ÉNONCÉ :: Poursuivez l'article sur les combats autour de Tchernobyl, en reprenant juste après sa dernière phrase.

EXTRAIT ::
- - - - - - -

Le président Poutine a déclaré la guerre à l’Ukraine ce jeudi 24 février. Une opération militaire d’ampleur a été lancée dès l’aube avec des frappes aériennes et l’entrée de forces terrestres depuis plusieurs directions. Dans l’après-midi, les informations du terrain faisaient état de combats violents dans la zone de Tchernobyl, mettant en danger les montagnes de déchets radioactifs qui y sont entreposés depuis 1986. Un risque majeur non seulement local mais qui touche l’ensemble du continent européen.
Dans une déclaration sur Twitter ce jeudi, le président ukrainien Volodymyr Zelensky a annoncé que “les forces d’occupation russes tentent de s’emparer de la centrale nucléaire de Tchernobyl”. Un acte qui est selon lui “une déclaration de guerre contre l’Europe entière”.
Russian occupation forces are trying to seize the #Chornobyl_NPP. Our defenders are giving their lives so that the tragedy of 1986 will not be repeated. Reported this to @SwedishPM. This is a declaration of war against the whole of Europe.
— Володимир Зеленський (@ZelenskyyUa) February 24, 2022
Des combats étaient en cours jeudi après-midi près du dépôt des déchets nucléaires de la centrale de Tchernobyl où les forces russes ont pénétré depuis le Bélarus, a annoncé le conseiller du ministère de l’Intérieur Anton Guerachtchenko. « Les troupes des occupants sont entrées depuis le Bélarus dans la zone de la centrale de Tchernobyl. Les membres de la Garde nationale qui protègent le dépôt opposent une résistance obstinée », a-t-il écrit sur Telegram. Dans un message éminemment patriotique, le président ukrainien, a évoqué le combat des soldats ukrainiens qui « sacrifient leurs vies » pour éviter un second Tchernobyl. « Si le dépôt était détruit par des frappes d’artilleries de l’adversaire, la poussière radioactive recouvrirait l’Ukraine, le Bélarus et les pays de l’UE », a-t-il ajouté.
Le chef des armées ukrainiennes a auparavant indiqué que « quatre missiles balistiques avaient été tirés » depuis le Bélarus » dans la direction sud-ouest, vers Tchernobyl.

- - - - - - -

DONNÉES ::
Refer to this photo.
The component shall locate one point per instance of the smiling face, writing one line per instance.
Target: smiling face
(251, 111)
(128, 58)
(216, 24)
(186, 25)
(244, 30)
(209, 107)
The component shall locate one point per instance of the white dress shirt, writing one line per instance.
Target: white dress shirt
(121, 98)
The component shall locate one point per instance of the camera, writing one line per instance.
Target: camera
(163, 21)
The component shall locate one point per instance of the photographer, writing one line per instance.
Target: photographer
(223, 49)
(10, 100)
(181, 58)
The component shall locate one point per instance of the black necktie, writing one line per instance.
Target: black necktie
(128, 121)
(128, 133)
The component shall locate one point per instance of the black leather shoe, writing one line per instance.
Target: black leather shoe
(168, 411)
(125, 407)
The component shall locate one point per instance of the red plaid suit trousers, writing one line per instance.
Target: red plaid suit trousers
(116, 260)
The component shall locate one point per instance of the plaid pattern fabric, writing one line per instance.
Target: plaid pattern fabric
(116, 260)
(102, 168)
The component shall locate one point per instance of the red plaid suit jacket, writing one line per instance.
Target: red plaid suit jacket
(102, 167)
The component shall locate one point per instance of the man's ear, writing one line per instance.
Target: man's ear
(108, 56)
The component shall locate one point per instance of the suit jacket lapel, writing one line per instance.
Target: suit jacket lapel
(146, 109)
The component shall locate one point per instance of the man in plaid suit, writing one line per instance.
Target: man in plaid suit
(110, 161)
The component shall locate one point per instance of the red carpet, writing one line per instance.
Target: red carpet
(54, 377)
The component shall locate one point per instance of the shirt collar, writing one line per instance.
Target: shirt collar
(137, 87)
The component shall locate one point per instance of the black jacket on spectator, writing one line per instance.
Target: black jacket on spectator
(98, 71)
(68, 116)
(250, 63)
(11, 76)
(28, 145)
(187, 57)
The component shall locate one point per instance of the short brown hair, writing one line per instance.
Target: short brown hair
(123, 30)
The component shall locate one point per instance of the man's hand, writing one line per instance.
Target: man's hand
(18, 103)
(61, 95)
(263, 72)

- - - - - - -

RÉPONSE ATTENDUE ::
L’Otan, tout comme les spécialistes de la question, avertissent déjà depuis longtemps des risques que représentent cette zone. En effet, l’accident survenu le 26 avril 1986 sur le réacteur n°4 de la centrale de Tchernobyl a provoqué un rejet massif d’éléments radioactifs dans l’environnement sous forme de gaz, de particules de combustibles et d’aérosols. La contamination radioactive avait touché une grande partie de l’Europe.
Les travaux de décontamination engagés dans l’urgence autour de la centrale accidentée ont généré de grandes quantités de déchets radioactifs (près de deux millions de mètres cubes de végétaux, sols, matériaux de construction, équipements divers, etc.) qui ont été disposés dans la zone d’exclusion autour du réacteur accidenté. Ces déchets ont été gérés en fonction de leur niveau d’activité. Les déchets de moyenne et haute activité (104 Bq/g à plus de 106 Bq/g) ont été majoritairement entreposés dans des casemates en béton ou stockés dans des tranchées à fond étanche recouvertes d’une couverture argileuse.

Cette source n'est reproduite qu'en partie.